• _Activity_
Count how many lines in this material contain "tree". The answer is that number alone.

• _Material shown_
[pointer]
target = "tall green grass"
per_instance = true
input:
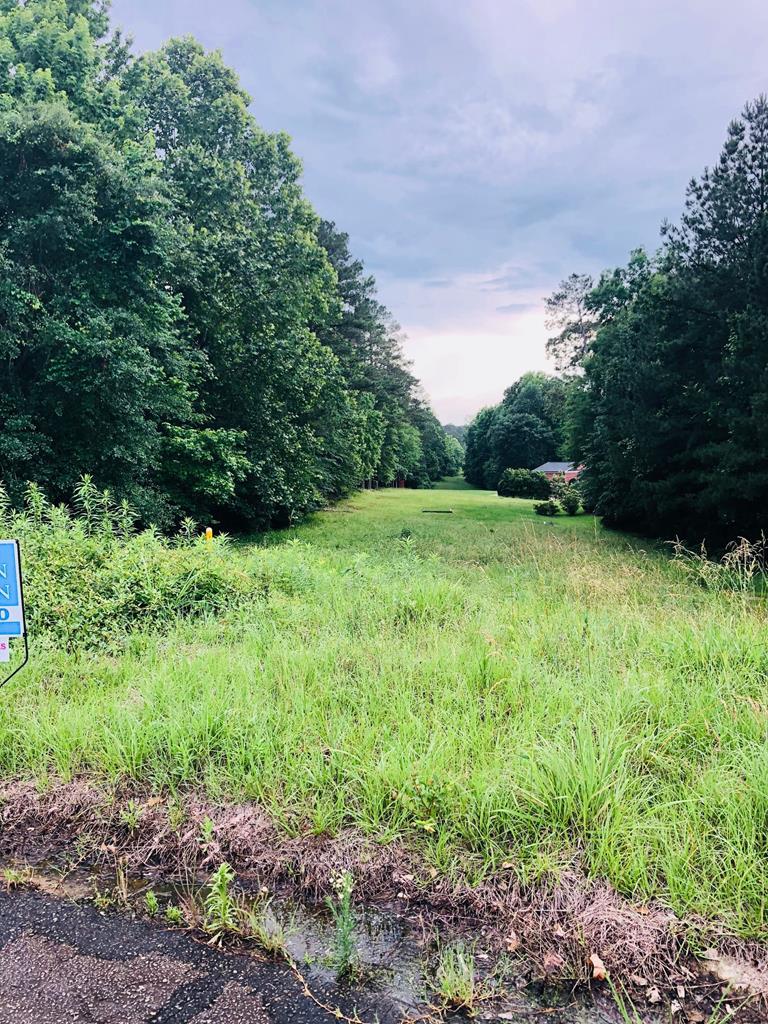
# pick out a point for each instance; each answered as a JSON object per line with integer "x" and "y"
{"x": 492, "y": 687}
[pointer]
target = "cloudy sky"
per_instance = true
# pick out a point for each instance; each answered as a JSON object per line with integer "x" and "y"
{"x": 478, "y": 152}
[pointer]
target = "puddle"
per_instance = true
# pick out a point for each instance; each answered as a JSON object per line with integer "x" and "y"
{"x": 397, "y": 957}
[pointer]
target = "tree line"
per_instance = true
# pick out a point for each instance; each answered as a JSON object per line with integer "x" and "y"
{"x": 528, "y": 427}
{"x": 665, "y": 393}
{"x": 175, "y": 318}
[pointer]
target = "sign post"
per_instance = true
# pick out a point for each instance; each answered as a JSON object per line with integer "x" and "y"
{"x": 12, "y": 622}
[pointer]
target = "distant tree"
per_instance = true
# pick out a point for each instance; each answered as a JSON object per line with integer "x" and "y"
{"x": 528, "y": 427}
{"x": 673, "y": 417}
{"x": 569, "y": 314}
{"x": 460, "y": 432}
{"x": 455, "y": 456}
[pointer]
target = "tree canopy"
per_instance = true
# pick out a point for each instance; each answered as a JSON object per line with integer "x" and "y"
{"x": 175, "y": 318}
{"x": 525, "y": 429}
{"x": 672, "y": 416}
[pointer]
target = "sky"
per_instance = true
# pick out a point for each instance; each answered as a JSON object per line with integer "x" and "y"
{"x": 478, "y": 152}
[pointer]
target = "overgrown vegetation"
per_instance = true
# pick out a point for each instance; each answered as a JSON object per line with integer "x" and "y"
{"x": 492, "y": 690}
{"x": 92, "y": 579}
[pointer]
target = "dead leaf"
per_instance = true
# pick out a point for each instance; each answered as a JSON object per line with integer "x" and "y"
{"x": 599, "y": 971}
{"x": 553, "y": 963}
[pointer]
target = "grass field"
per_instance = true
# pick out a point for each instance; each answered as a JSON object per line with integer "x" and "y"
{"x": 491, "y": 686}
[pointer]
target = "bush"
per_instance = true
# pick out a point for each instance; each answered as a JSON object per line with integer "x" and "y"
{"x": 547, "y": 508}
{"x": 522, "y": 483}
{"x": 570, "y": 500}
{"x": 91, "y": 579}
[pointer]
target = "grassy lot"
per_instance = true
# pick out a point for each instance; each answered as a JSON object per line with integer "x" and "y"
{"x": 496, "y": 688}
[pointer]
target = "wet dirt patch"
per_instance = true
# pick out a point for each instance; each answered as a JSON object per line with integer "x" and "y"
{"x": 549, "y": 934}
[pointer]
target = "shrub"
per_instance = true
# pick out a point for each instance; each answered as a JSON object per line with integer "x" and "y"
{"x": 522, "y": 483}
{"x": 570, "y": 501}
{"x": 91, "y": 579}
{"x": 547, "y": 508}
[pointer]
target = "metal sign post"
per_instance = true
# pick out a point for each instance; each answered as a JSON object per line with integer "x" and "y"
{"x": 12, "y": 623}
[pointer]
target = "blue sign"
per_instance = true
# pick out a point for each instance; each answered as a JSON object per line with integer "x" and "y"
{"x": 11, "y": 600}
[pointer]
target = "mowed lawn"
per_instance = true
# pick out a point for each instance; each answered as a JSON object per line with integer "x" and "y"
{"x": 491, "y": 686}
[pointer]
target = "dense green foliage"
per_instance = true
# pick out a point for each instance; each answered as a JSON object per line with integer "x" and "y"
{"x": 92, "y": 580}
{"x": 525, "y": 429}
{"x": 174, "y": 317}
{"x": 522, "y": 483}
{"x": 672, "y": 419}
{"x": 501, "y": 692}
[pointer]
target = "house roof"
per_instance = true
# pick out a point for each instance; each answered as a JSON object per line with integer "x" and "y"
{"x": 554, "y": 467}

• _Exercise answer_
3